---------- Working data ----------

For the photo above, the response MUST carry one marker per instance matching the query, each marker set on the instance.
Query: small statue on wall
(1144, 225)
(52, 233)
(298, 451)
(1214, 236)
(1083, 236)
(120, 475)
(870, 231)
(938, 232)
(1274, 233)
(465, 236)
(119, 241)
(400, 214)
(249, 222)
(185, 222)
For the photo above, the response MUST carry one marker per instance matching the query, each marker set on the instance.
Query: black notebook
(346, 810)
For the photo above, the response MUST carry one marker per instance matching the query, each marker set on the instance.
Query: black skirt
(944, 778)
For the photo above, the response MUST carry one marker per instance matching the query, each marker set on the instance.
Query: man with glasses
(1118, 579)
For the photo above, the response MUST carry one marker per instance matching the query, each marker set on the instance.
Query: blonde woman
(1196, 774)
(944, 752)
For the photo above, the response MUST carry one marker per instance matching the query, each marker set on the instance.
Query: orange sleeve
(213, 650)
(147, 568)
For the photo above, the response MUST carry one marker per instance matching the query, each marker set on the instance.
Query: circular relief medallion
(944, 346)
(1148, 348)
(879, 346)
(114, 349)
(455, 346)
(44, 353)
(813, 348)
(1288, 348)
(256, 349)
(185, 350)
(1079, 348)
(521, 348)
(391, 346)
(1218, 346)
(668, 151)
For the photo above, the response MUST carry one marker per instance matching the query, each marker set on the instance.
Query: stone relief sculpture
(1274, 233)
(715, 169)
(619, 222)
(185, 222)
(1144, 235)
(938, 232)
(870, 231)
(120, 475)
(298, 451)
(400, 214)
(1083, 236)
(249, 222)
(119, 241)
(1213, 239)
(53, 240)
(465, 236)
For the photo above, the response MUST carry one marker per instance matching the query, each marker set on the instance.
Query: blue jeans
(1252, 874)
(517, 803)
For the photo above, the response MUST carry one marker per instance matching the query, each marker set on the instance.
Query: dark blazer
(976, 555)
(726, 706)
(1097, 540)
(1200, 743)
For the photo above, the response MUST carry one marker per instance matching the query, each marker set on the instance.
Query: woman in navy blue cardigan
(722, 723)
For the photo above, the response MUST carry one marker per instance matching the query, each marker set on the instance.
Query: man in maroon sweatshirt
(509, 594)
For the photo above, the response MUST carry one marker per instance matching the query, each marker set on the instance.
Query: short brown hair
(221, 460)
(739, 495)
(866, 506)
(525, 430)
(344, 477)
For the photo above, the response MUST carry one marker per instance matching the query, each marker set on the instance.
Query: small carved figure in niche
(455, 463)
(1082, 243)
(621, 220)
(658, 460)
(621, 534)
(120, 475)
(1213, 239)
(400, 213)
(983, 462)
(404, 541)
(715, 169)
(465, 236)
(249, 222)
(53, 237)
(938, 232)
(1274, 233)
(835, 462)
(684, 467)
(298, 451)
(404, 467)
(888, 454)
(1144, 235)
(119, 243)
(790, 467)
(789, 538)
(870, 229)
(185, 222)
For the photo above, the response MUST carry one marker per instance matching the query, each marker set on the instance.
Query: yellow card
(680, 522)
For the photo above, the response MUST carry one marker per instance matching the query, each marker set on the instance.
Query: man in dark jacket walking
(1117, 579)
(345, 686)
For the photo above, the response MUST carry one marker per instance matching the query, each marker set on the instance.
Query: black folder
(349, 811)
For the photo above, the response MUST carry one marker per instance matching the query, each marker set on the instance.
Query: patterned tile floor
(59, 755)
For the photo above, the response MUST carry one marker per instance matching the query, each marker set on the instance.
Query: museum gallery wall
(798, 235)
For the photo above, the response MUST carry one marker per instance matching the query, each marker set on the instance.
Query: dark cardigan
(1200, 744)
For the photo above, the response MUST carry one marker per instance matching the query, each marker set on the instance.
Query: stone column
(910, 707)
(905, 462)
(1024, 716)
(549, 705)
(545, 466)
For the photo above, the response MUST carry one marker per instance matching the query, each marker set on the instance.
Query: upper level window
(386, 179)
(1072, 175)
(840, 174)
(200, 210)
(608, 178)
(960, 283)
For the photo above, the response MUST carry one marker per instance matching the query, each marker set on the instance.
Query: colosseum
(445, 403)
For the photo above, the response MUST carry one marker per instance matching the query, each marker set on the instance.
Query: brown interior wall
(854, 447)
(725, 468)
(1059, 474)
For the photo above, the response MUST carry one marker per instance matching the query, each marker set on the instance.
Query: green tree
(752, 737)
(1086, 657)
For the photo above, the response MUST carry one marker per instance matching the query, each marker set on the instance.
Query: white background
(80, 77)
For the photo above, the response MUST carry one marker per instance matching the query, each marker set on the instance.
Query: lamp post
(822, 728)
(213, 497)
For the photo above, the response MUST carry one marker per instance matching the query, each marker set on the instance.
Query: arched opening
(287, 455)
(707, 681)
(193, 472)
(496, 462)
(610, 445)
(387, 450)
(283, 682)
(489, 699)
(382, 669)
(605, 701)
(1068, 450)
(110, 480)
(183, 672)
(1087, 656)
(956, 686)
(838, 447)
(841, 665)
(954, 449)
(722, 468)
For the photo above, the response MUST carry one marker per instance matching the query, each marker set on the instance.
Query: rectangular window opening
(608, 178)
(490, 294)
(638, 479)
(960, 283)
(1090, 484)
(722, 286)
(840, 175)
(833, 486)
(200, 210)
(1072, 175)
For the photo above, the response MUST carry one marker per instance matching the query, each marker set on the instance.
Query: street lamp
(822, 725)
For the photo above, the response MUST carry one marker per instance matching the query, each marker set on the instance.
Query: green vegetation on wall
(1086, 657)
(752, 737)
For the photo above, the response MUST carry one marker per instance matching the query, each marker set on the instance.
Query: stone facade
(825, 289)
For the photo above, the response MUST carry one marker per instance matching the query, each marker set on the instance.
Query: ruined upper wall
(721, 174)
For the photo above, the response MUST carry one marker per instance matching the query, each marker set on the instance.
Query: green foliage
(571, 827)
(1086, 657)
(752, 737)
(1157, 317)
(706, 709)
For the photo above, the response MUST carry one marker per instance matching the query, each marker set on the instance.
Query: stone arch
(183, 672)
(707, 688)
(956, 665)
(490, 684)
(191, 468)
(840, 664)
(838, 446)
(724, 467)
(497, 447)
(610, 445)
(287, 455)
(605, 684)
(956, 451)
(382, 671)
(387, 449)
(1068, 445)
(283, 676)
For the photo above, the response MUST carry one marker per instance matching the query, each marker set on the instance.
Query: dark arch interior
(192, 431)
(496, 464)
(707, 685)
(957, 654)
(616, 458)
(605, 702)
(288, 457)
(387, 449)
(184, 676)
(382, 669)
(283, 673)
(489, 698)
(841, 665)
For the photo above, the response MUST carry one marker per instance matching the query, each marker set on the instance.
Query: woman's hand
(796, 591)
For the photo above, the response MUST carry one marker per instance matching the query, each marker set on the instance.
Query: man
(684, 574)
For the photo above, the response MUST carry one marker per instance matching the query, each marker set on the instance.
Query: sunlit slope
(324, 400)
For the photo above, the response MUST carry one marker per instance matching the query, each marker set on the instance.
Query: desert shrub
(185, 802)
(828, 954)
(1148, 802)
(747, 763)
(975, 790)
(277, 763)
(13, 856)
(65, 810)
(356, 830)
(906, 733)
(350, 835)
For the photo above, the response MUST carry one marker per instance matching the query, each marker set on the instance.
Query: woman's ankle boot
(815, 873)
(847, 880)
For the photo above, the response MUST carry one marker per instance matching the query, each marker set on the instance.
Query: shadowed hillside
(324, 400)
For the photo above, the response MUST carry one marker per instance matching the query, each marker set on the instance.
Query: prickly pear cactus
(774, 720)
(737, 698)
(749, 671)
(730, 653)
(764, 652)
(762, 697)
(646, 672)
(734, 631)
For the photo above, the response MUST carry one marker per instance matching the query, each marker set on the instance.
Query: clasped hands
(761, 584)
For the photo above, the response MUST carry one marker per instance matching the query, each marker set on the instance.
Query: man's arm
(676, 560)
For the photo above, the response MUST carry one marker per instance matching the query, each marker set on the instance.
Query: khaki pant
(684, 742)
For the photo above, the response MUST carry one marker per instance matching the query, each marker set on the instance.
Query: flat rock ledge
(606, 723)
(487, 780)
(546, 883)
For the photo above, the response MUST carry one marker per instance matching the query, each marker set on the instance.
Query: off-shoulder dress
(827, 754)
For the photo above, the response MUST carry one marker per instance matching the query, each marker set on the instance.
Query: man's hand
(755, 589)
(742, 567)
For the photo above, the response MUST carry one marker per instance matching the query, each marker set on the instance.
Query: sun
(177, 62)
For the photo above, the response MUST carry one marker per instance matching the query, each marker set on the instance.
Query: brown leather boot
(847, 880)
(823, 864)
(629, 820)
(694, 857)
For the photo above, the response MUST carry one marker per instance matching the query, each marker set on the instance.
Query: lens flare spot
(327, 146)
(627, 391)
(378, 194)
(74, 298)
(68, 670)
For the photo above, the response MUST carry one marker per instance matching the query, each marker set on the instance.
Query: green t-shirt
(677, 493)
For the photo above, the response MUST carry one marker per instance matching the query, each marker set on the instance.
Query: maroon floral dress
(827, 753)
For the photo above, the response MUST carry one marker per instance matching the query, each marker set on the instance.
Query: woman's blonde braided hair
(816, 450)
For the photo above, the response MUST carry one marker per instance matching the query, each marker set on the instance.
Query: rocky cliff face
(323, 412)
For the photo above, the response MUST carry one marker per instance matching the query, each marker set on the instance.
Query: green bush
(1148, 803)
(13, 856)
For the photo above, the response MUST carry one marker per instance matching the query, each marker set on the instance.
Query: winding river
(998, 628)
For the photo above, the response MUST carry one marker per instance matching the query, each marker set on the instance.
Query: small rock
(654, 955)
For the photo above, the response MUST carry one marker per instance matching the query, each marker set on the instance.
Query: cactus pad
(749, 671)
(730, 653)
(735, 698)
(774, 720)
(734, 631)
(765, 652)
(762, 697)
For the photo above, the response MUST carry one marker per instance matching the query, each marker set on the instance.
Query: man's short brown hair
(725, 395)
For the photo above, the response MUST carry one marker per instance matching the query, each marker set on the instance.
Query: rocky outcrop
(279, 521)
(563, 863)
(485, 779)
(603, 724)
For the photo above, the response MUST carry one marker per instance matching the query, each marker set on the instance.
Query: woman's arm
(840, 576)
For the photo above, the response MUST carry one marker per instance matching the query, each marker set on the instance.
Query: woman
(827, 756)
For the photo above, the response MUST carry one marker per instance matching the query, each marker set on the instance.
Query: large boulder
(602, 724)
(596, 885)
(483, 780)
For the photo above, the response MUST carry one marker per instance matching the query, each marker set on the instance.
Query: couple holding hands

----------

What is being asked: Which lines in the entries above contain the word "relief"? Pick out each one and copy it.

Answer to this exercise:
Query: circular relief medallion
Query: stone relief sculpture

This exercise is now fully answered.